___ Dataset content ___

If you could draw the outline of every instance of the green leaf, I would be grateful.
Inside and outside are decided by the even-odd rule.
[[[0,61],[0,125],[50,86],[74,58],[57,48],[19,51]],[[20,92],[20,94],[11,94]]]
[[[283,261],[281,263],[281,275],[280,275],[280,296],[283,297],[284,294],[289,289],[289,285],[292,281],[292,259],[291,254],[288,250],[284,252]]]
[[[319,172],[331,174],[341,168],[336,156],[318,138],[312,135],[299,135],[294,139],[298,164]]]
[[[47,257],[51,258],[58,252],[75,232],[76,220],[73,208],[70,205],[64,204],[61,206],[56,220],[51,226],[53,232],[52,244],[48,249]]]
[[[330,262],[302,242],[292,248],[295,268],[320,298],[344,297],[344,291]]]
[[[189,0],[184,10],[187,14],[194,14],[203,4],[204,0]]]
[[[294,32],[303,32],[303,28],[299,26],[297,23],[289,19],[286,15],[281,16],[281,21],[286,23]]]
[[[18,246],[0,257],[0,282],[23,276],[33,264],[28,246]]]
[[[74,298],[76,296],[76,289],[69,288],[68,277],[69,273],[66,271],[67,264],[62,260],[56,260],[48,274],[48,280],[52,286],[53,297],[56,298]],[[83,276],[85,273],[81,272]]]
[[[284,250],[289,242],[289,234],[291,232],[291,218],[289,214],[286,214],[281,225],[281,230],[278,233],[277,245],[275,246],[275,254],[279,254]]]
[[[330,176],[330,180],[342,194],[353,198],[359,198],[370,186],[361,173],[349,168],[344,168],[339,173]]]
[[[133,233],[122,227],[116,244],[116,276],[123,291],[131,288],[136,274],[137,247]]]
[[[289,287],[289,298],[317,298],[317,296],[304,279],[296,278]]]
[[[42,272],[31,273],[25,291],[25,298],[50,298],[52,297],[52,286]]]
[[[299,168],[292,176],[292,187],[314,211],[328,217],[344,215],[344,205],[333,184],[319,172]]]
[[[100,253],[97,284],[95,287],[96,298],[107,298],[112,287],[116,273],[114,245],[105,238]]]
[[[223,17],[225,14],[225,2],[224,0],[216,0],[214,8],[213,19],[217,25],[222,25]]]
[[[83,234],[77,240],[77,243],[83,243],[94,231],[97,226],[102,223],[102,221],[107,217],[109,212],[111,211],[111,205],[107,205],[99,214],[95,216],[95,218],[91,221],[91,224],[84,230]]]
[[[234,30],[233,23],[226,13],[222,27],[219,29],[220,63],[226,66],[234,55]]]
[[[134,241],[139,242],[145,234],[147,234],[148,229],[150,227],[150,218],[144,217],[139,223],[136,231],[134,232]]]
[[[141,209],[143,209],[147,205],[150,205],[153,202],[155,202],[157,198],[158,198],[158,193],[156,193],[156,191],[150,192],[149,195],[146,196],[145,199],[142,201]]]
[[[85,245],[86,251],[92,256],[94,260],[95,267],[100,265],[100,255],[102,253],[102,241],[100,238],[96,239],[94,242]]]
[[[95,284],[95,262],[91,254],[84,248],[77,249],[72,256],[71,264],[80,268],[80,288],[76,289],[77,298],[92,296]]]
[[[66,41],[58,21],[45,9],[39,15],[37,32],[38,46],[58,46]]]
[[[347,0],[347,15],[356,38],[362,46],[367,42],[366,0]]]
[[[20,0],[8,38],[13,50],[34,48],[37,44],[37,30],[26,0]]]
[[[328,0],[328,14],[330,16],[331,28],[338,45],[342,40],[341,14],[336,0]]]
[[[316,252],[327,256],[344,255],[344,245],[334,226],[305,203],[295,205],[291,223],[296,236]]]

___

Please output the data as a JSON list of strings, one string per line and with blank lines omitted. Begin at the first line of the data and stop after the line that contains "[[[18,246],[0,257],[0,282],[23,276],[33,264],[28,246]]]".

[
  "If you could draw the outline of every instance of the green leaf, I would be grateful.",
  "Inside and outside are decided by the even-odd rule.",
  "[[[0,61],[0,125],[50,86],[74,58],[57,48],[19,51]],[[20,92],[20,94],[11,94]]]",
  "[[[283,261],[281,263],[281,275],[280,275],[280,296],[283,297],[284,294],[289,289],[289,285],[292,281],[292,259],[291,254],[288,250],[284,252]]]",
  "[[[319,172],[331,174],[341,168],[336,156],[318,138],[312,135],[299,135],[294,139],[298,164]]]",
  "[[[47,257],[51,258],[58,252],[75,232],[76,220],[73,208],[70,205],[64,204],[61,206],[56,220],[51,226],[53,232],[52,244],[48,249]]]",
  "[[[330,262],[302,242],[292,248],[295,268],[320,298],[344,297],[344,291]]]",
  "[[[189,0],[184,10],[187,14],[194,14],[203,4],[204,0]]]",
  "[[[294,32],[303,32],[303,28],[299,26],[297,23],[289,19],[286,15],[281,16],[281,21],[286,23]]]",
  "[[[18,246],[0,257],[0,282],[23,276],[33,264],[28,246]]]"
]